*Work to do*:
Reproduce all of the material below with "Format example" swapped for "Sample format" everywhere it appears, keeping everything else unchanged. Omit the pictures from your answer.

[Pointing entries for named objects]
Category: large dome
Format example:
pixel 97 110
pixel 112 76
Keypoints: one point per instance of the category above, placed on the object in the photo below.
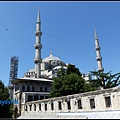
pixel 51 57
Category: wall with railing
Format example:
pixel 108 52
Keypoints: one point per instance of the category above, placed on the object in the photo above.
pixel 100 100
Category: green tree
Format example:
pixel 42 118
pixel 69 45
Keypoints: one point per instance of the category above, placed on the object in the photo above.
pixel 69 84
pixel 5 110
pixel 105 80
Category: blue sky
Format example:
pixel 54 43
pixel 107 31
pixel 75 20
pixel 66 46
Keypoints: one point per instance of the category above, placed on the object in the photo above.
pixel 68 29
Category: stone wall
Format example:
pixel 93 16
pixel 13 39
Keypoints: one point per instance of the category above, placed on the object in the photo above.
pixel 100 100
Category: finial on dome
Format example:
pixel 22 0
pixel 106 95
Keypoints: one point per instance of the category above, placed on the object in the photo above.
pixel 50 52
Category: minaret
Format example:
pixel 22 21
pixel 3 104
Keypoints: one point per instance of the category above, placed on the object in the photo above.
pixel 98 56
pixel 38 47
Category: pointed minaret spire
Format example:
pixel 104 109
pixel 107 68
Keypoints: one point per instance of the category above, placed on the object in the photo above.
pixel 59 55
pixel 38 47
pixel 38 17
pixel 51 53
pixel 98 56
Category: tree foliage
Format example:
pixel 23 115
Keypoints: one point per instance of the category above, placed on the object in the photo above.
pixel 105 80
pixel 69 83
pixel 5 111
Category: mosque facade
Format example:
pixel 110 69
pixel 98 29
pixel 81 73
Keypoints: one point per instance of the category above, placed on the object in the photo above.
pixel 36 83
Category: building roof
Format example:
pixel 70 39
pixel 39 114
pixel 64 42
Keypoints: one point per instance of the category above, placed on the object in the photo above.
pixel 51 57
pixel 71 115
pixel 30 79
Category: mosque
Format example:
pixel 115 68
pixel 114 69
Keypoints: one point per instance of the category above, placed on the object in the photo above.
pixel 36 82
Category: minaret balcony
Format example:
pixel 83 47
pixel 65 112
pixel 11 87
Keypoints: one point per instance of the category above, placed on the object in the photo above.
pixel 38 33
pixel 97 48
pixel 38 46
pixel 98 58
pixel 37 60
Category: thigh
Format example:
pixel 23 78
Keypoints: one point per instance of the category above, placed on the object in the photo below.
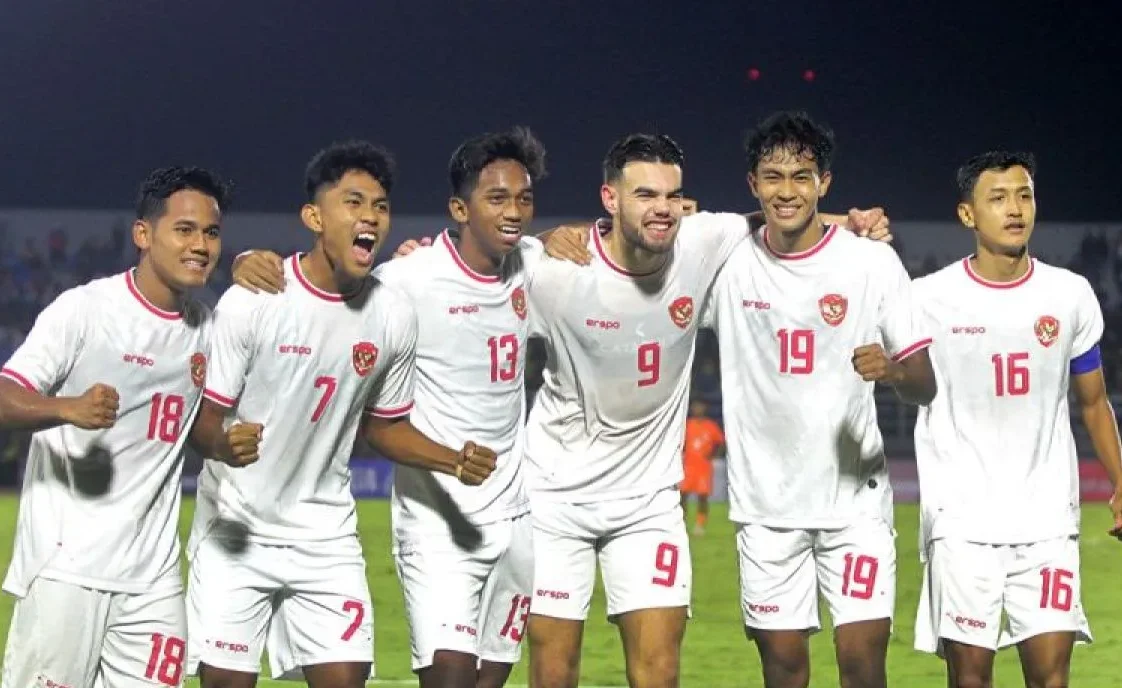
pixel 324 615
pixel 962 596
pixel 229 605
pixel 146 641
pixel 55 636
pixel 505 605
pixel 1044 592
pixel 564 562
pixel 442 586
pixel 856 569
pixel 646 563
pixel 779 590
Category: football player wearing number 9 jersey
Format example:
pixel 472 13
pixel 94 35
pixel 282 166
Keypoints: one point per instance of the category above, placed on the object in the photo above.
pixel 110 379
pixel 998 464
pixel 274 550
pixel 807 319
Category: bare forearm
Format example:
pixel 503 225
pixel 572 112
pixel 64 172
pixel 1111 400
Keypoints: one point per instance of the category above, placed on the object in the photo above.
pixel 403 443
pixel 20 409
pixel 1098 419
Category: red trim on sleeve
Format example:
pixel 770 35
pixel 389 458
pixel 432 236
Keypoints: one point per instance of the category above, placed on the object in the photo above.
pixel 16 377
pixel 397 412
pixel 219 398
pixel 916 347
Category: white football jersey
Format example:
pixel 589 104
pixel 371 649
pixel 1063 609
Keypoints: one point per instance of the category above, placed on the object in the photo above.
pixel 996 457
pixel 306 365
pixel 609 419
pixel 100 508
pixel 470 363
pixel 803 447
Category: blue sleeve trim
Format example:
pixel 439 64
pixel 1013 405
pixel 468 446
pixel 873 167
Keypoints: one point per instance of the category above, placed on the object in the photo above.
pixel 1087 363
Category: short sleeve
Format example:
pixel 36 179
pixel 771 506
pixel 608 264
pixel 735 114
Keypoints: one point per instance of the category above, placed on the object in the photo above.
pixel 48 352
pixel 232 346
pixel 902 326
pixel 1088 320
pixel 393 394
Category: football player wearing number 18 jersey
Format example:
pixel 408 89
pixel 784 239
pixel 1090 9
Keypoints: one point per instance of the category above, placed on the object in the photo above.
pixel 110 379
pixel 998 464
pixel 274 551
pixel 807 318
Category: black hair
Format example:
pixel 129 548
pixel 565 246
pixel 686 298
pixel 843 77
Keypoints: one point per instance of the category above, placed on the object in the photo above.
pixel 790 130
pixel 968 173
pixel 159 185
pixel 329 165
pixel 472 155
pixel 641 148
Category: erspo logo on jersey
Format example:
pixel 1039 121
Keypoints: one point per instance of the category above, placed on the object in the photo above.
pixel 833 308
pixel 364 355
pixel 681 311
pixel 518 303
pixel 1047 330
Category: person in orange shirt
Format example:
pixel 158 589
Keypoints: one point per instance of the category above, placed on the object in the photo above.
pixel 704 439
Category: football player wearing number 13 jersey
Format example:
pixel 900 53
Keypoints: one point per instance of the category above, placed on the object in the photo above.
pixel 797 309
pixel 998 464
pixel 274 551
pixel 110 378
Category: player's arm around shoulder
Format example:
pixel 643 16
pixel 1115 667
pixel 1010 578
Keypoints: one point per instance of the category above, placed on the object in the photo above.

*Task response*:
Category: large dome
Sample format:
pixel 97 110
pixel 112 76
Keypoints: one point per instance of the category above, placed on the object in the photo below.
pixel 51 57
Category: wall with railing
Sample format:
pixel 108 52
Keypoints: one point per instance of the category above, placed on the object in the photo above.
pixel 100 100
Category: green tree
Sample format:
pixel 42 118
pixel 69 45
Keypoints: one point per instance of the category above, placed on the object in the photo above.
pixel 69 84
pixel 5 110
pixel 105 80
Category: blue sky
Sample format:
pixel 54 43
pixel 107 31
pixel 75 20
pixel 66 46
Keypoints: one point per instance of the category above, placed on the object in the photo above.
pixel 68 29
Category: stone wall
Sample format:
pixel 93 16
pixel 13 39
Keypoints: one point per instance of the category above, placed on the object in the photo above.
pixel 100 100
Category: finial on dome
Sample format:
pixel 22 0
pixel 106 95
Keypoints: one point per instance of the category above, placed on the object in the photo above.
pixel 50 52
Category: minaret
Sample format:
pixel 22 21
pixel 3 104
Keypoints: one point per instance of the category above, placed on the object in the photo above.
pixel 98 56
pixel 38 47
Category: pointed minaret spire
Sample format:
pixel 104 109
pixel 107 68
Keypoints: one point per instance of the category above, placed on the object in the photo above.
pixel 59 55
pixel 38 47
pixel 38 17
pixel 51 53
pixel 98 56
Category: tree foliage
Sample format:
pixel 23 115
Keypoints: one point per instance of the category above, placed on the object in the photo above.
pixel 105 80
pixel 69 83
pixel 5 111
Category: mosque facade
Sample format:
pixel 110 69
pixel 98 29
pixel 81 73
Keypoints: one point per instance of the category above, placed on the object in the photo above.
pixel 36 83
Category: building roof
Sample format:
pixel 70 39
pixel 39 114
pixel 64 42
Keypoints: one point per instance of the category above, placed on the object in the photo above.
pixel 51 57
pixel 71 115
pixel 30 79
Category: mosque
Sample format:
pixel 115 68
pixel 114 69
Keypoints: one point per instance of the category above, placed on the object in the photo above.
pixel 36 82
Category: minaret balcony
Sample format:
pixel 83 47
pixel 65 112
pixel 11 87
Keypoints: one point per instance of the category above, placed on the object in the photo above.
pixel 38 33
pixel 97 48
pixel 38 46
pixel 98 58
pixel 37 60
Category: thigh
Sample format:
pixel 23 78
Keypoints: one point per instance of the category above, placed on the object in the photo below.
pixel 324 615
pixel 962 596
pixel 229 605
pixel 146 641
pixel 55 636
pixel 505 605
pixel 1044 592
pixel 564 562
pixel 442 586
pixel 856 569
pixel 646 563
pixel 779 590
Category: football player wearing number 9 jersey
Sample format:
pixel 472 13
pixel 94 35
pixel 282 166
Keypoints: one point per instance of the category above, placed on the object in the photo above.
pixel 110 379
pixel 998 464
pixel 274 550
pixel 807 319
Category: bare forearm
Sample format:
pixel 503 225
pixel 572 112
pixel 64 172
pixel 1111 400
Keypoints: one point per instance of the category above, placed on the object in the photo above.
pixel 403 443
pixel 20 409
pixel 1098 419
Category: red trim on sleeve
Sample format:
pixel 770 35
pixel 389 458
pixel 432 236
Keypoints: one point per instance of the category above, placed on the object in the photo above.
pixel 16 377
pixel 397 412
pixel 219 398
pixel 916 347
Category: white football jersey
Sample format:
pixel 589 104
pixel 371 649
pixel 1063 609
Keypoints: one point per instance of the category above, placed on the object in the photo above.
pixel 996 457
pixel 306 365
pixel 609 419
pixel 100 508
pixel 470 363
pixel 803 447
Category: blue sleeve trim
Sample format:
pixel 439 64
pixel 1013 405
pixel 468 446
pixel 873 167
Keypoints: one point per instance of the category above, placed on the object in the photo above.
pixel 1087 363
Category: short sleeve
Sample format:
pixel 36 179
pixel 771 506
pixel 608 264
pixel 735 114
Keypoints: one point per instance of the category above, placed on the object in the photo above.
pixel 48 352
pixel 232 346
pixel 902 326
pixel 1088 320
pixel 393 394
Category: football player wearing number 18 jersey
Sample format:
pixel 408 89
pixel 784 239
pixel 1090 9
Keypoints: one point per instance of the category above, placed on the object in the photo above.
pixel 110 379
pixel 998 464
pixel 274 551
pixel 807 318
Category: black hair
Sample format:
pixel 129 548
pixel 565 246
pixel 686 298
pixel 843 77
Keypoints: one point per instance of the category above, placed on the object in the photo above.
pixel 790 130
pixel 968 173
pixel 159 185
pixel 329 165
pixel 472 155
pixel 641 148
Category: erspo logo on jersey
Sample format:
pixel 1039 121
Keypoints: one point per instance of the category above, placed on the object in the photo above.
pixel 833 308
pixel 364 355
pixel 681 311
pixel 518 303
pixel 1047 330
Category: person in orange shirt
Sample format:
pixel 158 589
Keypoints: one point per instance of the category above, placed on the object in the photo above.
pixel 704 439
Category: football player wearing number 13 jersey
Sample format:
pixel 900 53
Keypoints: one point per instance of the category above, placed on the object in the photo above.
pixel 797 309
pixel 998 464
pixel 274 551
pixel 110 378
Category: player's arm around shoulder
Sample format:
pixel 643 16
pixel 1115 667
pixel 1010 578
Keypoints: one point per instance of the category above, placed on the object in the photo above.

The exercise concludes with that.